Leaving out all images, write out the records that follow exactly.

> _Stored items from a collection_

- - -

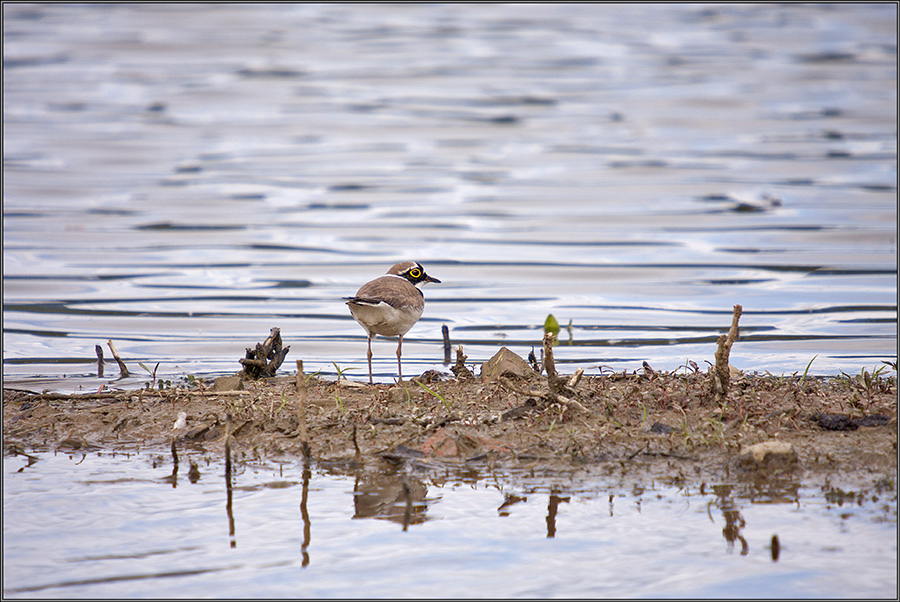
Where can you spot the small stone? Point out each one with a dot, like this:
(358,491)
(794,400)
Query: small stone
(505,363)
(769,455)
(228,383)
(401,394)
(661,428)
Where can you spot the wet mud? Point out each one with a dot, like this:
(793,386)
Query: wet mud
(646,424)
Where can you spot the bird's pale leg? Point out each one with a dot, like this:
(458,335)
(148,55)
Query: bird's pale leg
(369,357)
(399,365)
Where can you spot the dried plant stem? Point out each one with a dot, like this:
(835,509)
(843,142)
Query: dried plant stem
(301,410)
(720,373)
(123,369)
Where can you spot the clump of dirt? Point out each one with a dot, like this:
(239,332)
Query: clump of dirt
(654,421)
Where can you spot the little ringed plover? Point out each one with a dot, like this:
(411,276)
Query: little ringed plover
(390,305)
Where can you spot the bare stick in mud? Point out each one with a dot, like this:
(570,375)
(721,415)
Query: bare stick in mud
(460,369)
(445,332)
(301,411)
(99,351)
(549,365)
(123,369)
(720,374)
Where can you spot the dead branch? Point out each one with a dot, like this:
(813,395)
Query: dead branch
(460,369)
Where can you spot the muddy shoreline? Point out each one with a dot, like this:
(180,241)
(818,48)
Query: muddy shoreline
(657,425)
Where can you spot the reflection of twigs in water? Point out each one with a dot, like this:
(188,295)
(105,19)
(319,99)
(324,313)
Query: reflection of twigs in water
(407,513)
(174,476)
(734,522)
(307,534)
(551,513)
(228,426)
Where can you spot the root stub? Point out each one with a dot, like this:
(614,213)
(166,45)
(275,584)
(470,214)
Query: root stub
(264,360)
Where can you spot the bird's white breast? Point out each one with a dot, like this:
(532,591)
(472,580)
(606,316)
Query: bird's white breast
(384,319)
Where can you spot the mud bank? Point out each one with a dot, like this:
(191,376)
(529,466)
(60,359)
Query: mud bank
(664,425)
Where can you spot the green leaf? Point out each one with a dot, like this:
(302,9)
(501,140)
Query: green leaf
(551,325)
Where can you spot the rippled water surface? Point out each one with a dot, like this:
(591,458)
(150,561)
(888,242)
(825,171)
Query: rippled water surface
(120,526)
(180,179)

- - -

> _OUTPUT OF THE EXERCISE_
Where can you spot the small stone? Point out each one with a dot, like this:
(358,491)
(794,400)
Query: small stone
(505,363)
(769,455)
(228,383)
(401,394)
(661,428)
Where can you spot the wet mud? Point out each one with a dot, like this:
(793,386)
Query: wet mud
(646,424)
Where can you spot the bird's pale leg? Point out each one with a dot, like this:
(458,335)
(148,55)
Query: bird's pale leg
(369,357)
(399,365)
Where can you spot the dried plant stem? Point out each one with a dot, like this:
(835,509)
(843,142)
Query: dried plant stem
(301,410)
(720,373)
(123,369)
Where can you spot the clump of dirt? Point out each one with a dot, like this:
(239,332)
Query: clump of dirt
(654,421)
Where can you spot the little ringed plover? Point out each one with a dot, like this:
(411,276)
Query: little ringed plover
(390,305)
Where can you spot the bare stick in mud? Point out each one with a dot, like this:
(570,375)
(721,415)
Query: bare stick in mud
(460,369)
(445,332)
(301,411)
(99,351)
(549,365)
(123,369)
(720,374)
Where can you spot the dead branch? Point out each one with a dot, like this:
(813,395)
Query: dead branch
(460,369)
Where can you spot the muddy shoreline? Point out each one with a dot, like this:
(180,241)
(818,48)
Query: muddy shoreline
(657,425)
Where can you spot the reflection of twigs in water? Point out each one with a dot, like this:
(188,295)
(105,19)
(319,99)
(324,313)
Query: reflection of twigs in water
(407,513)
(174,476)
(734,522)
(307,534)
(551,513)
(228,426)
Where can you spot the root stub? Point out each one with a dot, like this:
(614,213)
(166,45)
(275,584)
(470,214)
Query: root stub
(264,360)
Where can you spot the bird's white breast? Point out each one with a dot, like this:
(532,591)
(472,580)
(606,316)
Query: bird's white breast
(384,319)
Where can you spot the mud bank? Point out each one with a dot, like this:
(191,376)
(529,466)
(60,359)
Query: mud bank
(664,425)
Where can you spot the green leaf? Point out each one with a dot, like this:
(302,9)
(501,140)
Query: green leaf
(551,325)
Where can you spot the rippled water surface? Point out each one with a dot, like this:
(591,458)
(150,561)
(888,242)
(825,171)
Query: rippled water surface
(120,526)
(180,179)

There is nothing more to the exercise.